* **THE TASK**: When you transcribe the listing that follows, keep every line exact and omit the pictures.

* **DATA PROVIDED**:
—————
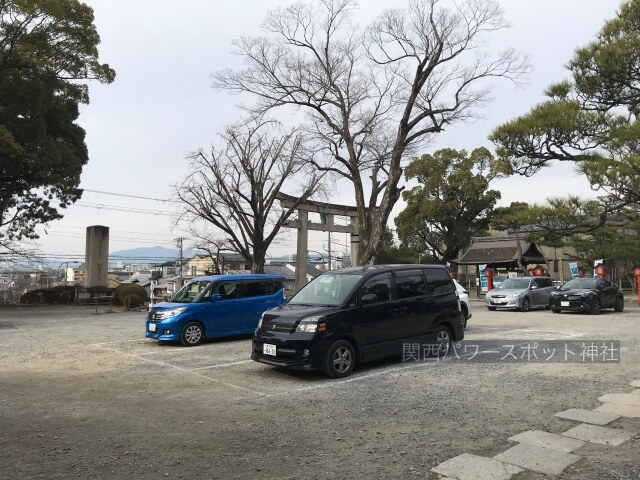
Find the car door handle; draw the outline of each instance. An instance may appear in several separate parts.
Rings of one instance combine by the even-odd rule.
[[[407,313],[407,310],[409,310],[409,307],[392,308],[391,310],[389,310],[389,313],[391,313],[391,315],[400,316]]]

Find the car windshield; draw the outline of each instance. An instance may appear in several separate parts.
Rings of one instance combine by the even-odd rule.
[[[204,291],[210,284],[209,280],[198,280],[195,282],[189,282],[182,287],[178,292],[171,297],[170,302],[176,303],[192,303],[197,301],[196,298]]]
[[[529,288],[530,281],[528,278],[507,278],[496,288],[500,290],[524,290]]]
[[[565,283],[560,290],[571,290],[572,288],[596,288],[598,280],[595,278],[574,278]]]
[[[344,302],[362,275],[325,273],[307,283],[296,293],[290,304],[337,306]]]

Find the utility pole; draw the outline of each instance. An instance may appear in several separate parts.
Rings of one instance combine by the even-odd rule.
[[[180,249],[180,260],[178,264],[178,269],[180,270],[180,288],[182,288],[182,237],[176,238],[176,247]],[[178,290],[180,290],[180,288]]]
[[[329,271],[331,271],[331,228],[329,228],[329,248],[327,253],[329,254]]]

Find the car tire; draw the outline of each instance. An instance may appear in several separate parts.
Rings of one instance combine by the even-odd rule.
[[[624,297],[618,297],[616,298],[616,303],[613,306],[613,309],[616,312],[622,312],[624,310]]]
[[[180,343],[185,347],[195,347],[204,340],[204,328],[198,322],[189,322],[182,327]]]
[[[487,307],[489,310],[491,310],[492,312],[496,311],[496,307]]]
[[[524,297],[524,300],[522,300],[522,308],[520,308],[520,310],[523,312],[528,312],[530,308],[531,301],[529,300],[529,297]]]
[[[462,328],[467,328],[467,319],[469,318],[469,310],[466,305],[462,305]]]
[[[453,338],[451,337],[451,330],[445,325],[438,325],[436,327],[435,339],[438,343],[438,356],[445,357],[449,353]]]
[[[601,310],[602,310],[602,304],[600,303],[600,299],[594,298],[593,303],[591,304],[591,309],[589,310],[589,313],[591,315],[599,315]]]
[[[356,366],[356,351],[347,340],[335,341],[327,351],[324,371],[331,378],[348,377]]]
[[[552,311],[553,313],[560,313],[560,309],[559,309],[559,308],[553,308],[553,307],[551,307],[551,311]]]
—————
* **RESULT OF THIS EXERCISE**:
Find the car door handle; draw the outline of each instance. An instance may appear in several separate parts.
Rings of one instance combine by the even-odd rule.
[[[407,313],[407,310],[409,310],[409,307],[392,308],[391,310],[389,310],[389,313],[391,313],[391,315],[400,316]]]

Find the car windshield; draw the outline of each instance. An instance may appear in several separate parts.
Rings of one instance combine by the even-odd rule.
[[[204,291],[210,284],[209,280],[198,280],[195,282],[189,282],[182,287],[178,292],[171,297],[170,302],[176,303],[192,303],[197,301],[196,298]]]
[[[529,288],[530,281],[528,278],[507,278],[496,288],[500,290],[524,290]]]
[[[565,283],[560,290],[571,290],[572,288],[596,288],[598,280],[595,278],[574,278]]]
[[[344,302],[362,275],[325,273],[307,283],[296,293],[290,304],[337,306]]]

Find the utility pole; draw the outline of each instance. An instance may appear in several separate parts.
Rings of one instance combine by the even-odd rule.
[[[180,249],[180,260],[178,264],[178,269],[180,270],[180,288],[182,288],[182,237],[176,238],[176,247]],[[178,290],[180,290],[180,288]]]
[[[329,271],[331,271],[331,228],[329,228],[329,248],[327,253],[329,254]]]

Find the car tire; draw the outline of each instance. An instance may appear in several separate parts.
Rings of one instance combine by the even-odd rule.
[[[624,297],[618,297],[616,298],[616,303],[613,306],[613,309],[616,312],[622,312],[624,310]]]
[[[180,343],[185,347],[195,347],[204,340],[204,328],[198,322],[189,322],[182,327]]]
[[[487,307],[489,310],[491,310],[492,312],[496,311],[496,307]]]
[[[524,297],[524,300],[522,300],[522,308],[520,308],[520,310],[523,312],[528,312],[530,308],[531,301],[529,300],[529,297]]]
[[[462,328],[467,328],[467,319],[469,318],[469,310],[466,305],[462,305]]]
[[[453,338],[451,337],[451,330],[445,325],[438,325],[436,327],[435,339],[438,343],[438,356],[445,357],[449,353]]]
[[[601,310],[602,310],[602,304],[600,303],[600,299],[594,298],[593,303],[591,304],[591,309],[589,310],[589,313],[591,315],[599,315]]]
[[[356,366],[356,351],[347,340],[335,341],[327,351],[324,371],[331,378],[348,377]]]
[[[552,311],[553,313],[560,313],[560,309],[559,309],[559,308],[553,308],[553,307],[551,307],[551,311]]]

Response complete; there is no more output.